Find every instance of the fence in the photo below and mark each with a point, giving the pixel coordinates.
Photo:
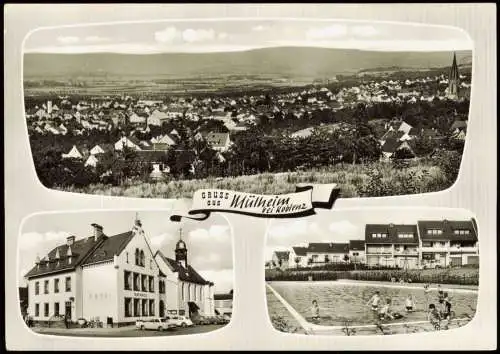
(461, 276)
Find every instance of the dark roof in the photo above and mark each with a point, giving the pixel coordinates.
(188, 274)
(448, 227)
(459, 124)
(300, 251)
(79, 249)
(283, 255)
(223, 296)
(392, 232)
(111, 246)
(356, 245)
(328, 247)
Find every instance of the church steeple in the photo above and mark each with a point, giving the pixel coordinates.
(453, 80)
(181, 251)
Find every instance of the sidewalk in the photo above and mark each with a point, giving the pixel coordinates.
(83, 330)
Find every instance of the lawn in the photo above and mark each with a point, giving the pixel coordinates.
(362, 180)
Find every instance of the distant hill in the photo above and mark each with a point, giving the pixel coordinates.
(286, 61)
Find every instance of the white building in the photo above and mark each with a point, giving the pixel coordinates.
(114, 279)
(187, 291)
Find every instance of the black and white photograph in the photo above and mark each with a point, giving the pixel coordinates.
(373, 272)
(124, 274)
(163, 108)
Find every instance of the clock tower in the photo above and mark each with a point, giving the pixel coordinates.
(181, 251)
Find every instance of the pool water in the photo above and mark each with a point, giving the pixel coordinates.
(347, 302)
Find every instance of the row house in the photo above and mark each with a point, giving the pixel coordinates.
(115, 279)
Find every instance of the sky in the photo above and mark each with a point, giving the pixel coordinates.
(209, 242)
(340, 226)
(235, 35)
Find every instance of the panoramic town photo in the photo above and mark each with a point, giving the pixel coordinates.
(124, 274)
(161, 109)
(373, 272)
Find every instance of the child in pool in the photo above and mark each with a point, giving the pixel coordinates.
(374, 301)
(433, 316)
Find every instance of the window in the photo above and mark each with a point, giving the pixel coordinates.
(126, 280)
(151, 284)
(151, 307)
(142, 259)
(137, 281)
(68, 284)
(136, 307)
(128, 307)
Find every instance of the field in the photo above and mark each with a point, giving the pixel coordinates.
(467, 276)
(342, 303)
(373, 179)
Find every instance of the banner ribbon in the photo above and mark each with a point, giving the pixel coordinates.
(306, 198)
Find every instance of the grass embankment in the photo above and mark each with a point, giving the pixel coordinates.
(462, 276)
(364, 180)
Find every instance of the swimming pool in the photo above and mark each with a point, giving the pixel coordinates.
(340, 302)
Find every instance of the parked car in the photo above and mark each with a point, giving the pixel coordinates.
(158, 324)
(181, 321)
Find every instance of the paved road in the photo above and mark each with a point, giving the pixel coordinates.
(128, 331)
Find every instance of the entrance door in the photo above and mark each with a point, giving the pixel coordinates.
(162, 309)
(67, 309)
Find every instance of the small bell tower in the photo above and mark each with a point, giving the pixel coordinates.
(181, 251)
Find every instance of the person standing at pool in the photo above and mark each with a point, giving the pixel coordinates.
(374, 301)
(433, 316)
(385, 311)
(409, 303)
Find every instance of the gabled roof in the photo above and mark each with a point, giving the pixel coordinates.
(392, 232)
(111, 246)
(328, 247)
(300, 251)
(356, 245)
(188, 274)
(448, 228)
(217, 139)
(79, 249)
(282, 255)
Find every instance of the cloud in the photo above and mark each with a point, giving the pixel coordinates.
(167, 35)
(331, 31)
(191, 35)
(68, 39)
(364, 31)
(223, 279)
(222, 35)
(95, 39)
(259, 28)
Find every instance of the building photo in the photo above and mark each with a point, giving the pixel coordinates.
(373, 271)
(121, 273)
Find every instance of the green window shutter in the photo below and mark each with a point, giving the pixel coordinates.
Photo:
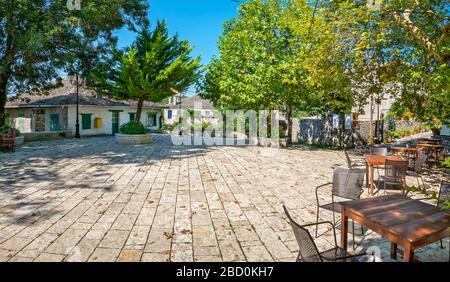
(86, 121)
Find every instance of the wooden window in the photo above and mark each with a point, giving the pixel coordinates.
(86, 121)
(151, 121)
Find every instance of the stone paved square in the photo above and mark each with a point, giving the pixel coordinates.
(94, 200)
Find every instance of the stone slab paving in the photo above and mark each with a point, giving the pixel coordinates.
(93, 200)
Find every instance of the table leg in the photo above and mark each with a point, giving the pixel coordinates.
(371, 179)
(408, 254)
(367, 175)
(394, 249)
(344, 229)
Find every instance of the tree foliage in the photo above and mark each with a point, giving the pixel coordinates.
(154, 68)
(40, 39)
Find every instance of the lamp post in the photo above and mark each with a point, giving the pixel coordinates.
(77, 83)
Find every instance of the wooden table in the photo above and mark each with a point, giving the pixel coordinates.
(372, 161)
(435, 148)
(415, 151)
(400, 219)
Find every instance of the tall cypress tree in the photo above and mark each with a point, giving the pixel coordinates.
(154, 68)
(41, 38)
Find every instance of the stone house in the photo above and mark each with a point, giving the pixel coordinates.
(55, 113)
(204, 109)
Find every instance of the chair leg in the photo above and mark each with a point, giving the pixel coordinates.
(353, 234)
(317, 220)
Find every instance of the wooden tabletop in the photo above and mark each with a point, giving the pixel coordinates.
(405, 149)
(430, 145)
(401, 219)
(380, 160)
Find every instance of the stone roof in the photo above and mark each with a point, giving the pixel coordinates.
(190, 102)
(66, 95)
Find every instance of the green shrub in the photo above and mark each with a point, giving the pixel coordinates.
(5, 129)
(133, 128)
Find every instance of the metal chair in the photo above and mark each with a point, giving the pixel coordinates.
(308, 251)
(349, 161)
(444, 196)
(446, 149)
(395, 174)
(418, 167)
(348, 185)
(383, 151)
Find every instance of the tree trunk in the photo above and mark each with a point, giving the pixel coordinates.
(139, 111)
(3, 92)
(290, 114)
(371, 133)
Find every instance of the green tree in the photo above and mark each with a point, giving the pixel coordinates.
(260, 60)
(39, 39)
(156, 67)
(418, 33)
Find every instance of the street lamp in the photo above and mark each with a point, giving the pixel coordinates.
(77, 82)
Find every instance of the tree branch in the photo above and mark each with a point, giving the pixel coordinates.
(405, 21)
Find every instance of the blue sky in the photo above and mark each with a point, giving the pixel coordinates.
(199, 21)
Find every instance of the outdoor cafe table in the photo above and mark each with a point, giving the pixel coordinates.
(375, 160)
(435, 148)
(403, 221)
(396, 150)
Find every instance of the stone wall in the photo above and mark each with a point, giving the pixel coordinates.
(320, 131)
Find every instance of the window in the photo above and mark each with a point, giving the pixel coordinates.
(151, 120)
(86, 121)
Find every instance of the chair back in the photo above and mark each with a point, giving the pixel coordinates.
(348, 183)
(307, 248)
(396, 170)
(349, 161)
(382, 151)
(444, 193)
(421, 160)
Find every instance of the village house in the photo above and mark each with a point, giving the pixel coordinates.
(204, 109)
(55, 114)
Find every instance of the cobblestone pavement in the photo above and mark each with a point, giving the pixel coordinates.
(93, 200)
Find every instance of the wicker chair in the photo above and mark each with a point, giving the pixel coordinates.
(395, 174)
(347, 185)
(418, 167)
(308, 251)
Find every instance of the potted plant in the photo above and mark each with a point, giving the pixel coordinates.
(133, 133)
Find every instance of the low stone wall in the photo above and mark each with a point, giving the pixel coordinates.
(47, 135)
(128, 139)
(321, 131)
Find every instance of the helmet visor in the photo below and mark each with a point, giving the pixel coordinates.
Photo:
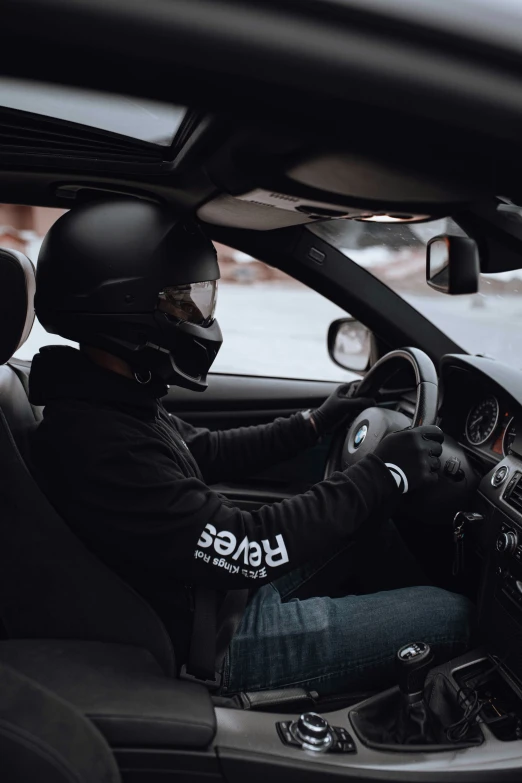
(195, 302)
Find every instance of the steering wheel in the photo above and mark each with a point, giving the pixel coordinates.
(373, 424)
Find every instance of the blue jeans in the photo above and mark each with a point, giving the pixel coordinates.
(293, 633)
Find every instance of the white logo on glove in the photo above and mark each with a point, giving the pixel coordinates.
(399, 475)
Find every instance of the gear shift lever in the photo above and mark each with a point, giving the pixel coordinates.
(413, 662)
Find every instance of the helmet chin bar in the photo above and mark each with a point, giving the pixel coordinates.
(168, 371)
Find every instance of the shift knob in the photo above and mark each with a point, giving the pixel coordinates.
(413, 662)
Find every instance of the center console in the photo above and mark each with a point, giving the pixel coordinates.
(501, 594)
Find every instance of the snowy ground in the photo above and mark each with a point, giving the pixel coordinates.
(281, 331)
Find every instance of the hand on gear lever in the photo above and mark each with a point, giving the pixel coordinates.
(413, 662)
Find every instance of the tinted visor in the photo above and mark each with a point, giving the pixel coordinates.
(195, 302)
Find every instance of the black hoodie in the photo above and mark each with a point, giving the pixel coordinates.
(132, 480)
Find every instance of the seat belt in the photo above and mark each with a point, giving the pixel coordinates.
(212, 633)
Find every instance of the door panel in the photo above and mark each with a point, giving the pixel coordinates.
(238, 400)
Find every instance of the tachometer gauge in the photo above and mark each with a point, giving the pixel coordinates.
(509, 436)
(482, 420)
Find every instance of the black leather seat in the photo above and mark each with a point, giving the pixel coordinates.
(51, 586)
(43, 738)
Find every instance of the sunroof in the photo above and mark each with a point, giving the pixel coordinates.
(133, 117)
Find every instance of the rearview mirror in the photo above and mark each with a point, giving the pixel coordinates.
(350, 344)
(452, 265)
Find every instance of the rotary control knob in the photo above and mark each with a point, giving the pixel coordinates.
(313, 732)
(506, 542)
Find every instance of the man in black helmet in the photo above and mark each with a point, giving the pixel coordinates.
(136, 288)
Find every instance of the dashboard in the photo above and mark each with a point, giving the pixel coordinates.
(478, 408)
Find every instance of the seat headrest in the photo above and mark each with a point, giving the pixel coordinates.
(17, 287)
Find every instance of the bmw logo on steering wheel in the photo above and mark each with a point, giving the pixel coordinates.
(360, 435)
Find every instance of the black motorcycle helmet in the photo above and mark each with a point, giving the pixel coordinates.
(130, 277)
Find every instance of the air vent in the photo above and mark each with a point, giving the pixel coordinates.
(513, 493)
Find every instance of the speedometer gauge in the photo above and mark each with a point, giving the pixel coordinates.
(509, 436)
(482, 420)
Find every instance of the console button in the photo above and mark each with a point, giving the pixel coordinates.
(499, 476)
(506, 542)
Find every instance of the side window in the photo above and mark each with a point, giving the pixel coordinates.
(272, 325)
(23, 228)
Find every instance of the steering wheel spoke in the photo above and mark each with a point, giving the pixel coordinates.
(373, 424)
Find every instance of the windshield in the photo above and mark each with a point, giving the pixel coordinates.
(395, 253)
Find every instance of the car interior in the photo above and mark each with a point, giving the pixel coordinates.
(365, 115)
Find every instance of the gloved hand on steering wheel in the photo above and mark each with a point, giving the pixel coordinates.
(338, 410)
(412, 456)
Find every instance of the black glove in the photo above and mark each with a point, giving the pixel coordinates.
(412, 456)
(338, 409)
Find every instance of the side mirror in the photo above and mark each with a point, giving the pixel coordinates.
(350, 344)
(452, 265)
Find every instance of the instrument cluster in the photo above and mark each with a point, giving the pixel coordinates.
(490, 427)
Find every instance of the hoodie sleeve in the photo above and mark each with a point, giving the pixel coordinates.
(230, 454)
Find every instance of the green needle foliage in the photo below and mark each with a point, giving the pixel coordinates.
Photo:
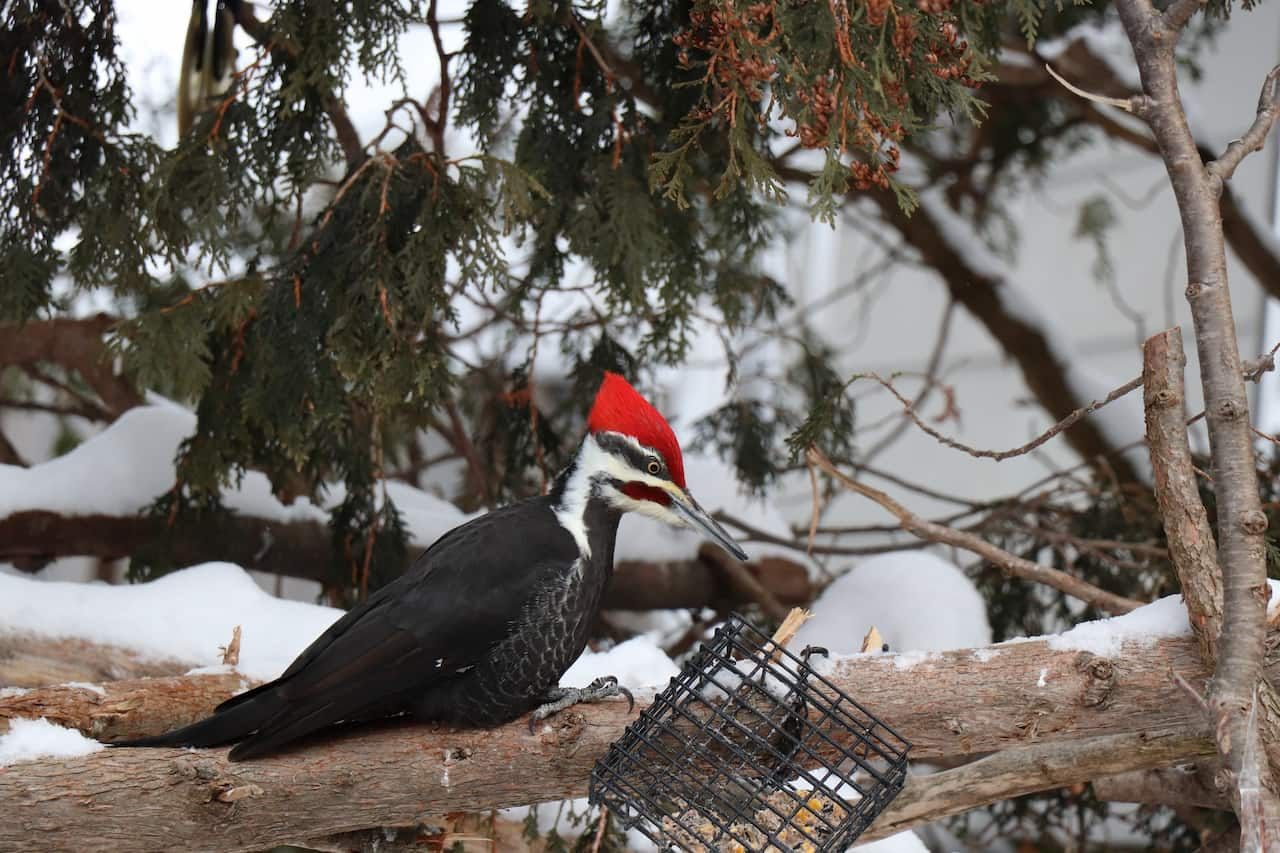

* Problem to solve: Every line above that has the string "below" needs to be copied.

* Answer section:
Find every instance of the fence in the photo below and mark each with a point, giving the pixel coordinates.
Find every instance of the green window shutter in the photo below and mark each with a point, giving the pixel coordinates.
Find every instance of the helmet visor in the photo below and mark each with a point, giving the pixel coordinates.
Find every instance of the green needle foliage in the photo below and mark each with a point, giving the pixel coordinates.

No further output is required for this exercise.